* [INSTRUCTIONS FOR THE TASK]: In the records, find each line where "mountain" occurs, and copy it.

* [SUPPLIED RECORDS]:
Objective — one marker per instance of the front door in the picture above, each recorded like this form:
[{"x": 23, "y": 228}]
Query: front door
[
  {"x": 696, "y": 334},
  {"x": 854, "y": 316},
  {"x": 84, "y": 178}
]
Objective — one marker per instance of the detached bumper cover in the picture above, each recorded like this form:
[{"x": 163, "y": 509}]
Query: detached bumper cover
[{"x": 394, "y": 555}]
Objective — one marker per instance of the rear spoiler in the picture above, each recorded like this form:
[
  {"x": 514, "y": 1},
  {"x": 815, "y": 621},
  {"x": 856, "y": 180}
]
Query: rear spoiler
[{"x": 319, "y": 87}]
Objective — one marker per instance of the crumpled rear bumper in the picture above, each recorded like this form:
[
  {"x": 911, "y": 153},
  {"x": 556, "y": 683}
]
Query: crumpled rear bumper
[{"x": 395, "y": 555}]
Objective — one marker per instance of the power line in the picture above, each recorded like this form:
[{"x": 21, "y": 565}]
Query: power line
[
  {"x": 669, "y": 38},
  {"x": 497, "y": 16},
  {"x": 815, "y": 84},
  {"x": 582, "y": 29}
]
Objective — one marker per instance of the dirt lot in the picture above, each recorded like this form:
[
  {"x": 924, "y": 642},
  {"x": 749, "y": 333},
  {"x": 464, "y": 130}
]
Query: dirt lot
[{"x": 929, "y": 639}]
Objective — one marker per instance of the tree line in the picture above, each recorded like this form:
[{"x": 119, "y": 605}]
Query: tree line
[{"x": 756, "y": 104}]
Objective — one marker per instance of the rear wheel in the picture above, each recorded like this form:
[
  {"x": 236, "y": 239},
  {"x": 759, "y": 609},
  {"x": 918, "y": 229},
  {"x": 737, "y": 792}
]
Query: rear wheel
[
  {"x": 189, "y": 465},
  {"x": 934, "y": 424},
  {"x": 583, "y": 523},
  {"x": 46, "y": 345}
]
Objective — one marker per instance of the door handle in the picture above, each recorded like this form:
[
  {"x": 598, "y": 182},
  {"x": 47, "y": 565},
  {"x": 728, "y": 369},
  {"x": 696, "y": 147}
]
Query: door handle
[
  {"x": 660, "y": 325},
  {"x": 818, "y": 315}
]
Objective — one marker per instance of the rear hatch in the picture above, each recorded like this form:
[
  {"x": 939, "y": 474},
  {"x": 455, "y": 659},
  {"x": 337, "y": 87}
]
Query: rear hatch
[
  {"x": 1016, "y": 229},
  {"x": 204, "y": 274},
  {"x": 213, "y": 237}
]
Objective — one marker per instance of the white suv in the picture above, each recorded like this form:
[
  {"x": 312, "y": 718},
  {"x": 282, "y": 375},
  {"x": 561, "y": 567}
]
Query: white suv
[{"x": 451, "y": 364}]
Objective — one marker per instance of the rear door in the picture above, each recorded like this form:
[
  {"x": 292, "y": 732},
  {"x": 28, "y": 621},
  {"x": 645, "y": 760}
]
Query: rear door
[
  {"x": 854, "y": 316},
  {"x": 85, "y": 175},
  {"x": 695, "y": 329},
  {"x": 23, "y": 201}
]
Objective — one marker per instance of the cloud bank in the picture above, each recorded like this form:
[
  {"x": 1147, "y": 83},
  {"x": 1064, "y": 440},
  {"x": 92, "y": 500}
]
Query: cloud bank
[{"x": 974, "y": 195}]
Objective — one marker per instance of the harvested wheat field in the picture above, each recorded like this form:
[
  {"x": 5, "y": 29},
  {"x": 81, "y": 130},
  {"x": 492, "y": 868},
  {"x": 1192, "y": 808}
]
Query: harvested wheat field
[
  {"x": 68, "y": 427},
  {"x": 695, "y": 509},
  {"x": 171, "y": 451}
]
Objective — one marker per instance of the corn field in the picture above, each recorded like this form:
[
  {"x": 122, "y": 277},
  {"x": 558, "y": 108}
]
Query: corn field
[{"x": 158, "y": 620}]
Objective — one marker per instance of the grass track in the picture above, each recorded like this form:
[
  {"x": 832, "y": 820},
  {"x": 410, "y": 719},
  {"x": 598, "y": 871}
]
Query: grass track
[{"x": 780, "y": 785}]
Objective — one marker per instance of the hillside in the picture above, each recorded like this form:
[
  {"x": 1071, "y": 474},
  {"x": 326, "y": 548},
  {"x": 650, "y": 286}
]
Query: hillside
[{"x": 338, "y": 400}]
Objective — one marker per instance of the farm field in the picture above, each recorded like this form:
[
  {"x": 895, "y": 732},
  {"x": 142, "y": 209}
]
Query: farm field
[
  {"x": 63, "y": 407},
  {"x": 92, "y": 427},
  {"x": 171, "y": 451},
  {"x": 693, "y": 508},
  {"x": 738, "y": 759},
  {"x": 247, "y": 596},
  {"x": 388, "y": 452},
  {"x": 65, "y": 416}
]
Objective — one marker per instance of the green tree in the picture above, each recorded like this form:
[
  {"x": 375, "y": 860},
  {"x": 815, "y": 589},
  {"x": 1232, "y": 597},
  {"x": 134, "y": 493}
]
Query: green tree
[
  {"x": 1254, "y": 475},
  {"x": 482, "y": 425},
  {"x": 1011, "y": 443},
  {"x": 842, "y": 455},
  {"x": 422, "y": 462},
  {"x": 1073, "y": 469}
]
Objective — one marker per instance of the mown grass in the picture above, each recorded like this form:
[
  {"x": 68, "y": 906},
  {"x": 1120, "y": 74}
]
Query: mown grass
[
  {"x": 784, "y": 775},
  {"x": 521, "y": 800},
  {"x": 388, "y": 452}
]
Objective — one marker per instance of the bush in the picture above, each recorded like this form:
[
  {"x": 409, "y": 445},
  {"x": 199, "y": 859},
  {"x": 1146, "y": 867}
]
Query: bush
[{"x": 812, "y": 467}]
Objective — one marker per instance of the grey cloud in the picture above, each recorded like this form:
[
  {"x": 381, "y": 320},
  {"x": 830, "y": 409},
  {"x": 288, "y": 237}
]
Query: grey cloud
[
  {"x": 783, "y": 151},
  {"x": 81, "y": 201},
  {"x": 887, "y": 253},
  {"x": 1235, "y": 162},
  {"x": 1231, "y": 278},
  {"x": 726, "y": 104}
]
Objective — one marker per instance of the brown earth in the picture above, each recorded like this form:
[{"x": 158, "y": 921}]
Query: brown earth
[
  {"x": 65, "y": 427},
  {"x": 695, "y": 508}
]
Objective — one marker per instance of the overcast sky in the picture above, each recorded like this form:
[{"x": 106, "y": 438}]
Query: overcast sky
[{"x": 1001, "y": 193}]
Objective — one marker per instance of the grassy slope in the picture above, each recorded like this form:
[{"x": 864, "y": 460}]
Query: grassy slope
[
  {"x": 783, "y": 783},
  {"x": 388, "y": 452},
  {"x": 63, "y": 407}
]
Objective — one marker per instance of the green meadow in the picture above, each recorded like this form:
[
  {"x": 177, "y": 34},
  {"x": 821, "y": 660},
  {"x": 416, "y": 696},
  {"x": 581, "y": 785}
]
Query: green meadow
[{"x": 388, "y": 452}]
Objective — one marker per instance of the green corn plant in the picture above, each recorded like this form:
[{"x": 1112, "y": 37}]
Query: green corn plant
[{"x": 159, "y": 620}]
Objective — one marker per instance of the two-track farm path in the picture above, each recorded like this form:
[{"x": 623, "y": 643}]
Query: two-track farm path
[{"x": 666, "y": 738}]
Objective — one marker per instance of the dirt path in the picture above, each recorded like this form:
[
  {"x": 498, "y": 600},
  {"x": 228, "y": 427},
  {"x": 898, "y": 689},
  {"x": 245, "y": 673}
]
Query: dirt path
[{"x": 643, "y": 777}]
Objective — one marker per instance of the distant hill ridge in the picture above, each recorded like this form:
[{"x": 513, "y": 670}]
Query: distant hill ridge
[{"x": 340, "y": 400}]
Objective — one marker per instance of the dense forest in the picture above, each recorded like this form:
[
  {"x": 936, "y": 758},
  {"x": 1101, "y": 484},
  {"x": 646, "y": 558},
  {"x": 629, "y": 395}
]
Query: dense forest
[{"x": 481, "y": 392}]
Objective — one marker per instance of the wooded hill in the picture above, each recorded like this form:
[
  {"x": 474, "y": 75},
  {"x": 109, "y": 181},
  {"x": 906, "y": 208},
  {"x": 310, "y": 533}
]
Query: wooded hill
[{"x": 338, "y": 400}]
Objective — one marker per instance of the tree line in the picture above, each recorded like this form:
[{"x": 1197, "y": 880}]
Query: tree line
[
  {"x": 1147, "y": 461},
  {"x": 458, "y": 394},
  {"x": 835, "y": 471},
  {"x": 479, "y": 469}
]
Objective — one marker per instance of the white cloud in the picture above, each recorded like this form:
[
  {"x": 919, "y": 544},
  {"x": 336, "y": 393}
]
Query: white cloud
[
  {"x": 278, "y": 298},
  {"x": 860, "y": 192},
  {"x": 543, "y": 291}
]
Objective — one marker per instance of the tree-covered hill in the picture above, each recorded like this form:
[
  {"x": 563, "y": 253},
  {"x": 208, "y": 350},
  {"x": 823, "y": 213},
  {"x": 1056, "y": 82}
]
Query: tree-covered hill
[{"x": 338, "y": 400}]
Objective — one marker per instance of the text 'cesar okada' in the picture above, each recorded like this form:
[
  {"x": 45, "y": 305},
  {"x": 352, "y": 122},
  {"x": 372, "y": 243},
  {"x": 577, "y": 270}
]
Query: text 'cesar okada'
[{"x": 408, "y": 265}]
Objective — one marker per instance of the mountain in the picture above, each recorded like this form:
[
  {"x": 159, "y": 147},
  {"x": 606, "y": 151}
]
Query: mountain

* [RESPONSE FOR THIS EXERCISE]:
Objective — one marker per instance of the mountain in the picture above, each recorded like this form:
Query: mountain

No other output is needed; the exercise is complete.